Records taken from a data source ▸

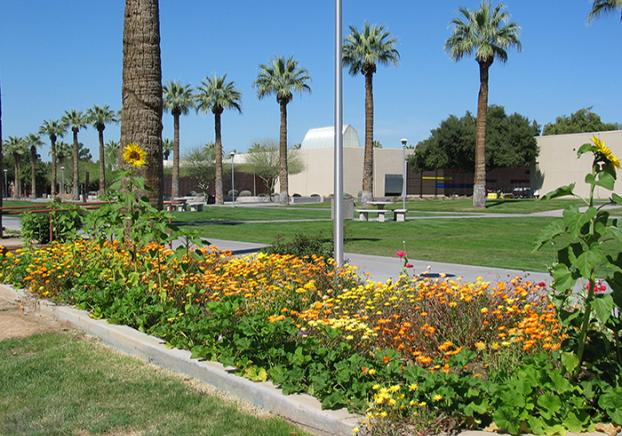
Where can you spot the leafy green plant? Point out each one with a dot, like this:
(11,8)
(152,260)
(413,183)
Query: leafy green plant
(588,247)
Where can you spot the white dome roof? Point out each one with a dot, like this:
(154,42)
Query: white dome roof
(324,137)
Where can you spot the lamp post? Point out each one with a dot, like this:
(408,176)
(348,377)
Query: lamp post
(338,170)
(62,178)
(404,142)
(232,154)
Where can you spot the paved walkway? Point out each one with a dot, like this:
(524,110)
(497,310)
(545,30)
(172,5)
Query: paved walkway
(382,268)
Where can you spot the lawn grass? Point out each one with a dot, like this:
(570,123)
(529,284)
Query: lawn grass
(466,205)
(497,242)
(228,213)
(55,383)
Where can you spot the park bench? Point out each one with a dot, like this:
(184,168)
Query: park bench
(364,214)
(399,215)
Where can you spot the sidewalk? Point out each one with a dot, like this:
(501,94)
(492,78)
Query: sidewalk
(382,268)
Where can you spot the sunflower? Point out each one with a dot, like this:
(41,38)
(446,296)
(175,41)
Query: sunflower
(605,152)
(134,155)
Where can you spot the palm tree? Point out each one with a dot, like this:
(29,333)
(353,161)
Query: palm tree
(604,6)
(17,148)
(167,148)
(53,129)
(362,52)
(33,141)
(488,34)
(178,100)
(282,77)
(99,116)
(75,120)
(141,115)
(215,95)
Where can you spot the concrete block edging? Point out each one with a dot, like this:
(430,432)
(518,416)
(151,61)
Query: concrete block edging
(298,408)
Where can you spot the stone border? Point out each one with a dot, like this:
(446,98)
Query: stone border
(299,408)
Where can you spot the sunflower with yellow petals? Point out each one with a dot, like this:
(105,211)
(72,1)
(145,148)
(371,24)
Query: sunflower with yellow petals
(605,152)
(134,155)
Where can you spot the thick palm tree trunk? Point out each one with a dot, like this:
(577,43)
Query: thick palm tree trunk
(368,162)
(479,182)
(283,181)
(141,117)
(218,150)
(54,159)
(102,162)
(33,172)
(175,175)
(75,191)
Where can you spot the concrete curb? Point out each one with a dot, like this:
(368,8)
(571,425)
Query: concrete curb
(300,408)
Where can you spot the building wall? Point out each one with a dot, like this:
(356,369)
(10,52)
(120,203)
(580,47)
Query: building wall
(317,176)
(557,162)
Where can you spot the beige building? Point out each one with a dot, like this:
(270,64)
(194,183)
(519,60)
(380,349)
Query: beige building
(317,155)
(557,162)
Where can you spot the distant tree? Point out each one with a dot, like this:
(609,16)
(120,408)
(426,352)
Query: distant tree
(199,164)
(362,52)
(75,120)
(54,130)
(167,148)
(17,148)
(282,77)
(488,34)
(510,142)
(604,6)
(215,95)
(99,116)
(33,141)
(178,99)
(263,159)
(581,121)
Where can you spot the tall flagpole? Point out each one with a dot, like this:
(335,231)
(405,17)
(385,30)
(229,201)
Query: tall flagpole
(338,171)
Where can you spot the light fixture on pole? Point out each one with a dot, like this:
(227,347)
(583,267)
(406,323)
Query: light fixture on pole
(338,170)
(404,142)
(232,154)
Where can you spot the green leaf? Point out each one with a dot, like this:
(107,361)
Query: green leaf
(586,148)
(550,403)
(603,306)
(560,192)
(570,361)
(562,277)
(606,180)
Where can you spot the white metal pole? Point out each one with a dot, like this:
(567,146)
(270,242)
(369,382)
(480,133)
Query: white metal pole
(338,170)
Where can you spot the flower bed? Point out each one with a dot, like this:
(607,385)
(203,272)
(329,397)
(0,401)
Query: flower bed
(416,356)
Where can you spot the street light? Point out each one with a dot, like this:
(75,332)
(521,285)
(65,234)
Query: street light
(404,142)
(62,178)
(338,170)
(232,154)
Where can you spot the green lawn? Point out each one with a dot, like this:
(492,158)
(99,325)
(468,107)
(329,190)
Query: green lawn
(500,242)
(55,383)
(465,205)
(228,213)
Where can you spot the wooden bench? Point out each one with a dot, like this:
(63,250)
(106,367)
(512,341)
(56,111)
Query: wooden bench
(196,206)
(399,215)
(364,214)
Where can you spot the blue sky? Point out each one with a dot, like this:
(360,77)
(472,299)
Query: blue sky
(65,54)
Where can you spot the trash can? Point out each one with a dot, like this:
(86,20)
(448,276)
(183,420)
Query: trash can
(348,208)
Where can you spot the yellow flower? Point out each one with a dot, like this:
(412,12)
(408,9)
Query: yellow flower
(134,155)
(605,151)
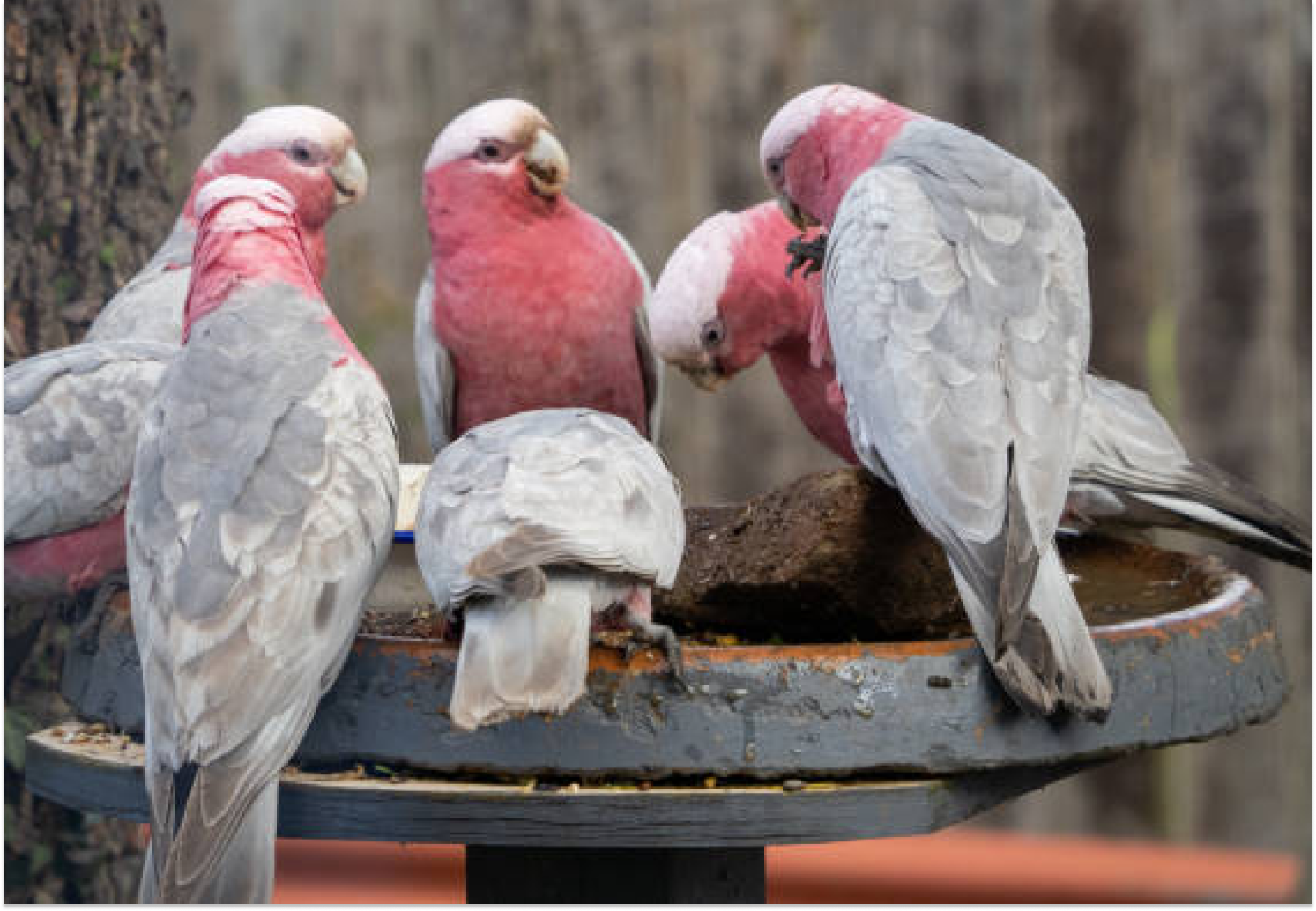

Goal of the exercise ▸ Locate every line in the records above that contains the string "flagpole" and copy each of those lines.

Correct result ▸
Where can you spot the tall flagpole? Point out each one with a dot, like this:
Query: tall flagpole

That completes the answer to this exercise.